PAGE TEXT ::
Afghanistan: Vote on Draft Resolution*
Tomorrow morning (29 December), the Security Council is expected to vote on a draft resolution on the Afghanistan independent assessment, which was requested by resolution 2679 of 16 March. The draft text was proposed by Japan and the United Arab Emirates (UAE), the co-penholders on the file.
The Independent Assessment
Resolution 2679 asked that the independent assessment “provide forward-looking recommendations for an integrated and coherent approach among relevant political, humanitarian, and development actors, within and outside of the [UN] system, in order to address the current challenges faced by Afghanistan”. The Council also requested that the independent assessment be provided “after consultations with all relevant Afghan political actors and stakeholders, including relevant authorities, Afghan women and civil society, as well as the region and the wider international community”. Feridun Sinirlioğlu was appointed to lead the independent assessment on 25 April.

WRITTEN TASK A ::
Print the part of the Afghanistan vote article from "Afghanistan: Vote on" up to and including "on the file.".
WRITTEN TASK B ::
Which dates does the Afghanistan vote article mention?
WRITTEN TASK C ::
Go on with the Afghanistan vote article from its last sentence.
The lines after this are unrelated to the Afghanistan vote article.

DATASET SECTION ::
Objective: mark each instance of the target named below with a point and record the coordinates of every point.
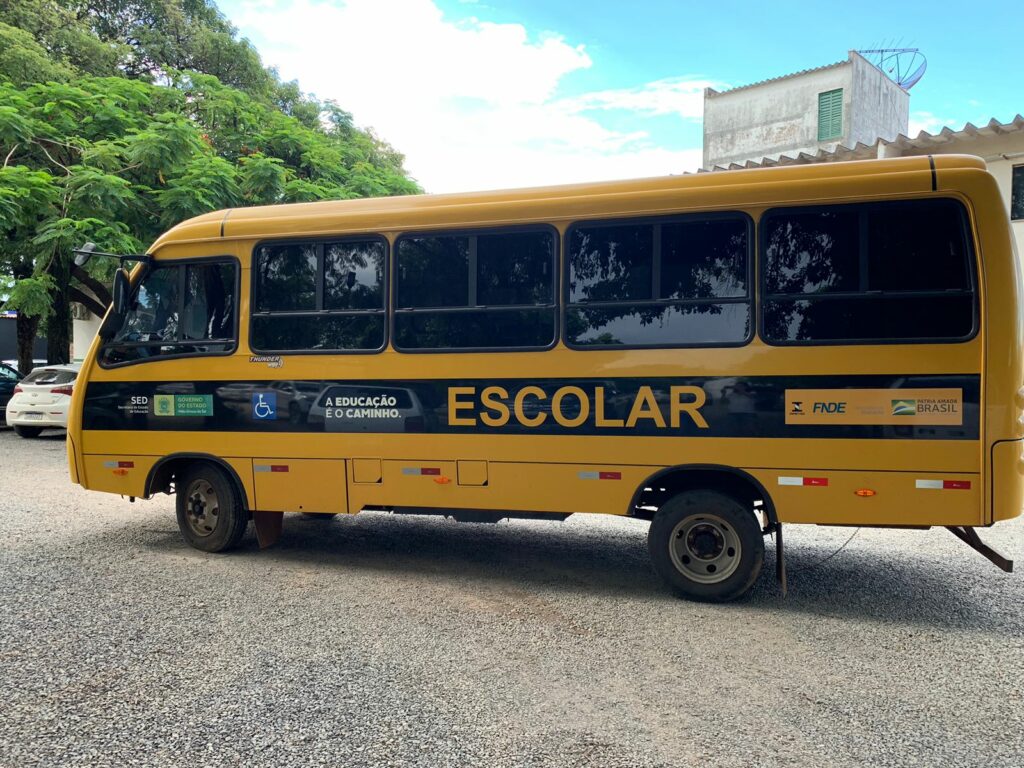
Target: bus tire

FINAL RESULT A ::
Afghanistan: Vote on Draft Resolution*
Tomorrow morning (29 December), the Security Council is expected to vote on a draft resolution on the Afghanistan independent assessment, which was requested by resolution 2679 of 16 March. The draft text was proposed by Japan and the United Arab Emirates (UAE), the co-penholders on the file.

FINAL RESULT B ::
29 December, 16 March, 25 April

FINAL RESULT C ::
The independent assessment report, which was circulated to Council members on 9 November, proposes an “engagement architecture” to guide the international community’s political, humanitarian, and development activities in Afghanistan. It makes four broad recommendations and offers an analysis of the justification for those recommendations as well as suggestions regarding their implementation. The four recommendations are:
- A series of measures aimed at addressing the basic needs of Afghan people and strengthening trust through structured engagement.
- Greater international attention to, and cooperation on, issues that impact regional and global security and stability.
- A roadmap for political engagement intended to fully reintegrate Afghanistan into the international community in line with its international commitments and obligations.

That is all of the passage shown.